La vida que vendrá #27: todo lo que merece preservarse
Es una pregunta que me ronda la cabeza prácticamente desde que inicié la newsletter. En la vida que vendrá ya hemos dado por hecho que mucho de lo que tendremos, compartiremos y disfrutaremos será nuevo; otro tanto será antiguo, recuperado de tiempos quizá más toscos pero algo más sencillos, de antes de que nos metieran en esta espiral de consumos y deseos. Pero, ¿qué es lo que merece la pena preservar? ¿Qué es lo que tenemos a día de hoy en las sociedades del Norte Global que tenemos que mantener porque es bueno y porque es universalizable, porque será un aliado para combatir las altas temperaturas y la tensión sobre los recursos del futuro?
Lo primero en lo que muchos pensamos es en las redes de educación y sanidad públicas, que se mantienen en pie aunque tambaleándose y que, con amplias deficiencias agravadas en los últimos años, siguen siendo ejemplo sobre todo en comparación con otros sistemas mucho más privatizados. Sin embargo, defendido este precario consenso, surgen otras preguntas, quizá incómodas, que me da la sensación de que nunca se abordan en los espacios que se dedican a teorizar acerca de los futuros deseables.
¿Querremos libertad de expresión? ¿La libertad de prensa nos parece algo que mantener? ¿Dónde se pone la línea entre la tecnología que es un derecho y la tecnología que es un lujo? ¿Nos vamos a otorgar vías de escape en las sociedades que construiremos? ¿Cómo nos vamos a encargar de mantener la memoria y qué relato utilizaremos para ello? ¿Tendremos cárceles, tendremos policía? Y, por sintetizar las continuas discusiones entre las diversas corrientes de la izquierda en los últimos dos siglos: ¿queremos Estado? ¿Qué tipo de Estado? ¿Queremos democracia? ¿Qué tipo de democracia?
Entiendo que a muchos de los lectores la respuesta a estas preguntas le parecerá más que obvia y estén tentados a desuscribirse de la newsletter por el atrevimiento de plantearlas. Yo no tengo la respuesta definitiva a la mayoría de ellas y me gustaría un debate público en el que formularlas per se no molestara, a pesar de que pueda revelar sesgos y privilegios. Lo que tengo claro desde hace mucho tiempo es que la crisis climática obliga, por la velocidad de su implantación y su enraizamiento con la podredumbre del modelo productivo capitalista, a plantearse diversos horizontes temporales, porque no nos podemos permitir el advenimiento de una revolución que de respuestas satisfactorias a todas esas cuestiones. Me surgen diferentes contestaciones a esas preguntas en el corto, en el medio y en el largo plazo y eso es en sí una contradicción que me parece absolutamente legítima.

----------------------------------------

## Consigna escrita 1:
Responde estas preguntas sobre el texto acerca de lo que merece preservarse:
(a) ¿Qué es lo primero en lo que muchos piensan como algo que merece la pena preservar?
(b) ¿Qué obliga a plantearse diversos horizontes temporales?
(c) ¿En qué plazos surgen diferentes contestaciones a esas preguntas?
## Consigna escrita 2:
Repite sin cambios el fragmento del texto sobre lo que merece preservarse que va desde "Entiendo que a" hasta "parece absolutamente legítima.", ambos incluidos.

## Material:
----------------------------------------

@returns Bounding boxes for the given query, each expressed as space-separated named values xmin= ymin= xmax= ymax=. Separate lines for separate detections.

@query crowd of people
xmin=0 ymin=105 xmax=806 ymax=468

----------------------------------------

## Respuesta escrita 1:
(a) Muchos piensan primero en las redes de educación y sanidad públicas.
(b) La crisis climática obliga a plantearse diversos horizontes temporales.
(c) Las contestaciones surgen en el corto, en el medio y en el largo plazo.

## Respuesta escrita 2:
Entiendo que a muchos de los lectores la respuesta a estas preguntas le parecerá más que obvia y estén tentados a desuscribirse de la newsletter por el atrevimiento de plantearlas. Yo no tengo la respuesta definitiva a la mayoría de ellas y me gustaría un debate público en el que formularlas per se no molestara, a pesar de que pueda revelar sesgos y privilegios. Lo que tengo claro desde hace mucho tiempo es que la crisis climática obliga, por la velocidad de su implantación y su enraizamiento con la podredumbre del modelo productivo capitalista, a plantearse diversos horizontes temporales, porque no nos podemos permitir el advenimiento de una revolución que de respuestas satisfactorias a todas esas cuestiones. Me surgen diferentes contestaciones a esas preguntas en el corto, en el medio y en el largo plazo y eso es en sí una contradicción que me parece absolutamente legítima.